(CNN) — With coronavirus spreading across the globe, thousands of travelers have called off plans for vacations, work trips and family visits.
As Airbnb has expanded its cancellation policies related to the Covid-19 pandemic, hosts like White have lost a significant source of income.
The reimbursements are funded by Airbnb, and will go to hosts with qualifying cancellations, paying 25% of what they would normally receive from a canceled booking.
The best quarantine experience of your life?
It’s a great view from Richard White’s rental condo at Carolina Beach.
Jen Rose Smith
Confronting the sudden and still significant income loss, some hosts are working to accommodate the changing face of travel during coronavirus. Even as more states issue stay-at-home orders, they’re tweaking listings with a speed that showcases just how nimble the gig economy can be.
Those coronavirus-ready listings reflect the varied ways small businesses are reacting to news of the global pandemic.
Others saw an opportunity to offer well-appointed getaways for guests looking to self-quarantine in comfort.
“Escape from the boring and change up your environment to have the best quarantine experience of your life,” wrote a host in Cathedral City, California, in a listing inviting guests to “quarantine in style for 50% off.” (The listing has been changed to be more generic.)
A 5-bedroom house located near Palm Springs, the now-discounted listing offers optional perks including a grocery-delivery service, private yoga classes, a private chef and private massage. The California property also highlights an enhanced cleaning protocol, which now makes use of an alcohol-based disinfectant.
Along with photos of two bedrooms and two fold-out sofas, the listing features official-looking checklists touting “Medical Grade Decontamination,” and cleaning protocols reflecting CDC recommendations.
Where the gig economy meets local bans
The Carolina Beach city council has banned short-term vacation rentals in light of coronavirus.
Jen Rose Smith
But even the gig-economy hustle of short-term rental hosts can’t overcome local rulings banning short-term rentals altogether.
“The town made the right call in shutting down the rentals,” says White. “Our feeling from the beginning was that everyone should be isolating, and staying at home and staying in place on their own to help, and that’s what we’ve been doing.”
Even so, White faces a major income loss. And Carolina Beach Mayor LeAnn Pierce understands the challenges faced by owners of vacation rentals as the community closes its doors.
As Pierce watched news of the spreading coronavirus, though, she was concerned by a surge of phone calls she received from people from across the country deciding they’d rather quarantine at the beach.

* [AVAILABLE DATA]
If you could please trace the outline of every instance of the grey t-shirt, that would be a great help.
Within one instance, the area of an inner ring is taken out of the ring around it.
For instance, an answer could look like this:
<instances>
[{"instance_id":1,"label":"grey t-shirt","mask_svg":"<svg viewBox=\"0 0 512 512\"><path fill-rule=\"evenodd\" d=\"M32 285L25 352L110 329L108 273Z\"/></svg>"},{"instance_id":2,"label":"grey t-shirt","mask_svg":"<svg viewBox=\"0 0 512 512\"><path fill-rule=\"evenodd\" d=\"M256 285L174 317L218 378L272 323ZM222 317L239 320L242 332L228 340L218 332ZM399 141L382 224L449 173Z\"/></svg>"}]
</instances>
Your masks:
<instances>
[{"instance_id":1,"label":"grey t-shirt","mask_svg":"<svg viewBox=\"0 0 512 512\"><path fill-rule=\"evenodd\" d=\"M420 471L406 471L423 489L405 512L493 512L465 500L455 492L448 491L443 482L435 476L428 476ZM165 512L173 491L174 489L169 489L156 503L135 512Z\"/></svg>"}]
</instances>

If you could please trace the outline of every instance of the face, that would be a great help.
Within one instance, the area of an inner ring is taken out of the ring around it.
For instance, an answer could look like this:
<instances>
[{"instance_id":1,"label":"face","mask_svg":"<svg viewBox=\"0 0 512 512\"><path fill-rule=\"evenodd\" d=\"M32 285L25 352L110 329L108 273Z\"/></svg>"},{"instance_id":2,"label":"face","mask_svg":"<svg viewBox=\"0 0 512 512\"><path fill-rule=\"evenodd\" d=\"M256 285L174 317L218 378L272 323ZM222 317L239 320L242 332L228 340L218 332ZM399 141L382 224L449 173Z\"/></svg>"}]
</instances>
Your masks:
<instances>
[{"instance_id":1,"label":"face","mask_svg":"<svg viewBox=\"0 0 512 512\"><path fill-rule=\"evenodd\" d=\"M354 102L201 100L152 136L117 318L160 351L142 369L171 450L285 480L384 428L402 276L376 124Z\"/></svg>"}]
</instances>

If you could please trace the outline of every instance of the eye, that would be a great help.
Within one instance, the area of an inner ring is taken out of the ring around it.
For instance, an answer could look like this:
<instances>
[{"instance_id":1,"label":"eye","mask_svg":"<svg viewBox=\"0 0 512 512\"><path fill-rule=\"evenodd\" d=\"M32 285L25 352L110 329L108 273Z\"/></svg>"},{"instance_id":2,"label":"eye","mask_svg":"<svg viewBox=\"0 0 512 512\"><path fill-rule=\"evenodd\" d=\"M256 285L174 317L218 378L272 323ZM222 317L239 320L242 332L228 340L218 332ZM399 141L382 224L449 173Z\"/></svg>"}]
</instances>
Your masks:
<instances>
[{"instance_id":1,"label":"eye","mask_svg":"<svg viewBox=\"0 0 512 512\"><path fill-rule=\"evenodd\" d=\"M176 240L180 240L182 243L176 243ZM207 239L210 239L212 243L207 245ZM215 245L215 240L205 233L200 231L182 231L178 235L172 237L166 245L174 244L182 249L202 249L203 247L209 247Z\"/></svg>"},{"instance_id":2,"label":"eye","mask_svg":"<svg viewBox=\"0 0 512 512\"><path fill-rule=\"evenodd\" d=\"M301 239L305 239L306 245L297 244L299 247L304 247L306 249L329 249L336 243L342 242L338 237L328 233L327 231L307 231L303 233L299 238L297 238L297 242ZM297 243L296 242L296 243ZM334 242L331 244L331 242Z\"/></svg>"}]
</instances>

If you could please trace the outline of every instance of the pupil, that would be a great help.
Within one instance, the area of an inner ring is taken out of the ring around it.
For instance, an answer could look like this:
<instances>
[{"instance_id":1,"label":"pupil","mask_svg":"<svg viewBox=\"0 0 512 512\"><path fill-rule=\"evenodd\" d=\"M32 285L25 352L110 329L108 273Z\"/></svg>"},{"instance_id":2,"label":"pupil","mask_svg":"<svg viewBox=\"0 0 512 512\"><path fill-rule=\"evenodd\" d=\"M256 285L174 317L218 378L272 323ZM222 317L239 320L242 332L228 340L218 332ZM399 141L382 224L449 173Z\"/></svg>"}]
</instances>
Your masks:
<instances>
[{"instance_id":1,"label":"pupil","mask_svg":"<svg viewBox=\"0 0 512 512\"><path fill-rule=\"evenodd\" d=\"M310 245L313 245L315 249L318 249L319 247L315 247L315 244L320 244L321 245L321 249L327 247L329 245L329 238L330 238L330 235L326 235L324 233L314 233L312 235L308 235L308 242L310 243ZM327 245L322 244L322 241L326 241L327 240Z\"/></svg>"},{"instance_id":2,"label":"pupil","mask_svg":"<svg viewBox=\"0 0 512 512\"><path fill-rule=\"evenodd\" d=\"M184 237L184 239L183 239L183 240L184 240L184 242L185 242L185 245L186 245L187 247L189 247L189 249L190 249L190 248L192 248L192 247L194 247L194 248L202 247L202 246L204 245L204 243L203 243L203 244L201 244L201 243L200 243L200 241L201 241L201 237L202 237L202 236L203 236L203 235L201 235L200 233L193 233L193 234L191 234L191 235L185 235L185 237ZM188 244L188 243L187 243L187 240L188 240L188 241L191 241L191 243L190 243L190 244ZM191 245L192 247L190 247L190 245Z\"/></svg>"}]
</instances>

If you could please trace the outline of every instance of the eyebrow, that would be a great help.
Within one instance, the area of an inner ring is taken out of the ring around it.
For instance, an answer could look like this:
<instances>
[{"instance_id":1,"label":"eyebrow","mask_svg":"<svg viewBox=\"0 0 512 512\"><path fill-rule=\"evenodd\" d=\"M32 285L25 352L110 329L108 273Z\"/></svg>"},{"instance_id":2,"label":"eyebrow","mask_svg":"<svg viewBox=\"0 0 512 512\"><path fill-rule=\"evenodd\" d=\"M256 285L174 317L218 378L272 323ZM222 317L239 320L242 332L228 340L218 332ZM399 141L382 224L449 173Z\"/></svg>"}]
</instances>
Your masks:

* [WHAT IS BEING ASKED] From the article on Airbnb hosts above, write out everything from "The best quarantine experience of your life?" down to "self-quarantine in comfort." word for word.

* [SOLUTION]
The best quarantine experience of your life?
It’s a great view from Richard White’s rental condo at Carolina Beach.
Jen Rose Smith
Confronting the sudden and still significant income loss, some hosts are working to accommodate the changing face of travel during coronavirus. Even as more states issue stay-at-home orders, they’re tweaking listings with a speed that showcases just how nimble the gig economy can be.
Those coronavirus-ready listings reflect the varied ways small businesses are reacting to news of the global pandemic.
Others saw an opportunity to offer well-appointed getaways for guests looking to self-quarantine in comfort.